▶ _Entries from an annotation dataset_
--------------------------------------------------

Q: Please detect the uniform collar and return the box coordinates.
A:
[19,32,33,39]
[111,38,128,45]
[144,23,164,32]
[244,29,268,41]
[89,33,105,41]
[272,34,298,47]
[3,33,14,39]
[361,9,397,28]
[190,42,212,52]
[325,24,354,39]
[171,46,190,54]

--------------------------------------------------

▶ _Direction_
Substitute "shirt collar" for "uniform collar" in the data above and write out every line again, leaving everything else unchanged.

▶ _Answer to the exercise_
Q: Please detect the shirt collar and return the box coordinates.
A:
[19,32,33,39]
[111,38,128,45]
[144,23,164,32]
[244,29,268,41]
[89,33,105,41]
[272,34,298,47]
[3,33,14,39]
[361,9,397,28]
[190,42,212,52]
[325,24,354,39]
[171,46,190,54]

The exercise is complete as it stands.